SOURCE MATERIAL.
* BEGIN *

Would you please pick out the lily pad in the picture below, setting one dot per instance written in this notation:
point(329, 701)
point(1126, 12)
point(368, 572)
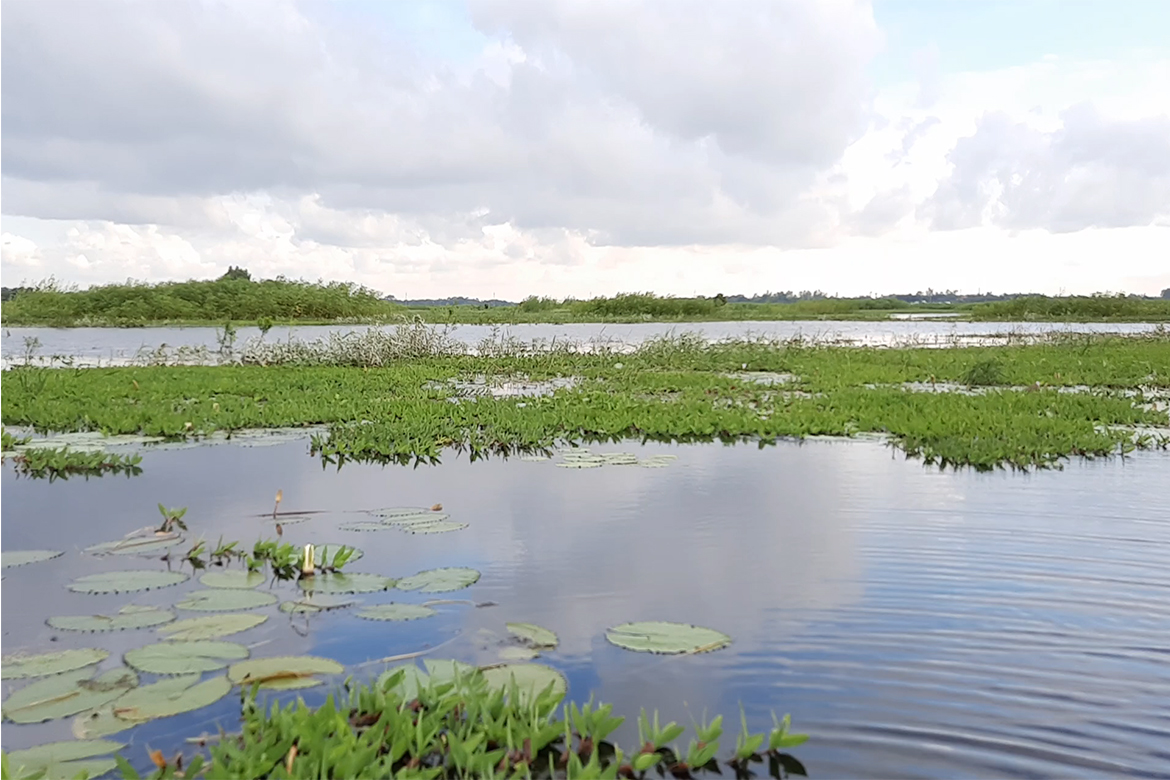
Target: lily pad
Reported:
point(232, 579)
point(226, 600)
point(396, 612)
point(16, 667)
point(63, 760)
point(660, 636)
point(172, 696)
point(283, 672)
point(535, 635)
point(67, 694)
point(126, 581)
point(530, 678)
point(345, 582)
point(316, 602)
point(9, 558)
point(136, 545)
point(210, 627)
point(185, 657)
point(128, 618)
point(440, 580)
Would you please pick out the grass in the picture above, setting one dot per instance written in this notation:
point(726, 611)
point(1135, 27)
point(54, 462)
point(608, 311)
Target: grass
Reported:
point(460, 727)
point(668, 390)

* END *
* BEGIN *

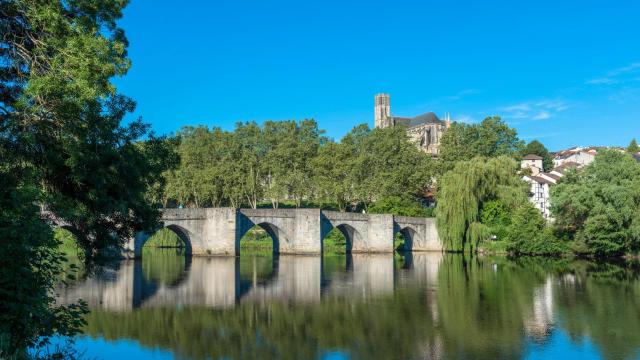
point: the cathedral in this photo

* END *
* BEGIN *

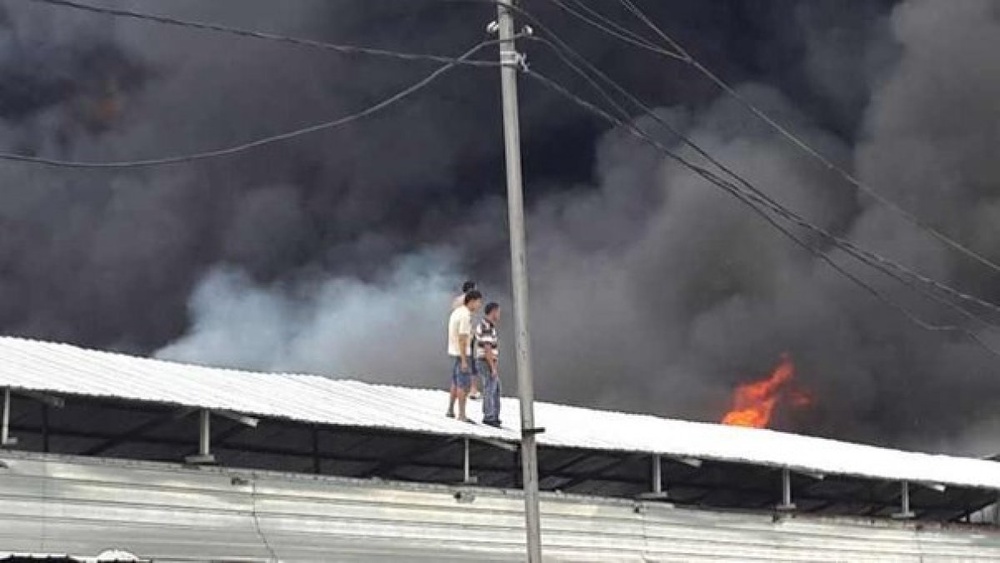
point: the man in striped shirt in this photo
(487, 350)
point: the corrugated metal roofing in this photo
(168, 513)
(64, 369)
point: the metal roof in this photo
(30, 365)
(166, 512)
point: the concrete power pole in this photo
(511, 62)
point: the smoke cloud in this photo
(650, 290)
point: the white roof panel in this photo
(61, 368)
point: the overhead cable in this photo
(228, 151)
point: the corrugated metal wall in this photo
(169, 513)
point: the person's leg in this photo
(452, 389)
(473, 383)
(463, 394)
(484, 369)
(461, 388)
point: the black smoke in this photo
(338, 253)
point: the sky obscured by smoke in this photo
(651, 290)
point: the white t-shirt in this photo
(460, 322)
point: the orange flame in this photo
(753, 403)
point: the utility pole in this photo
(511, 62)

* END *

TASK TO CARRY OUT. Recast the lines from the one containing "Would you please pick out the lily" up to and including the one containing "point(440, 580)" as a Markdown table with the columns Row and Line, omitting blank lines. Leave the pictures out of the answer.

WRITTEN SOLUTION.
| Row | Line |
|---|---|
| 1 | Would you please pick out the lily pad in the picture below, setting one dot per instance written in this notation: |
| 2 | point(329, 701) |
| 3 | point(1126, 12) |
| 4 | point(368, 572) |
| 5 | Target: lily pad |
| 6 | Reported: |
| 7 | point(232, 579) |
| 8 | point(226, 600) |
| 9 | point(396, 612) |
| 10 | point(16, 667) |
| 11 | point(63, 760) |
| 12 | point(660, 636) |
| 13 | point(172, 696) |
| 14 | point(283, 672) |
| 15 | point(535, 635) |
| 16 | point(67, 694) |
| 17 | point(126, 581) |
| 18 | point(530, 678) |
| 19 | point(345, 582) |
| 20 | point(316, 602) |
| 21 | point(9, 558) |
| 22 | point(136, 545) |
| 23 | point(210, 627) |
| 24 | point(185, 657) |
| 25 | point(128, 618) |
| 26 | point(440, 580) |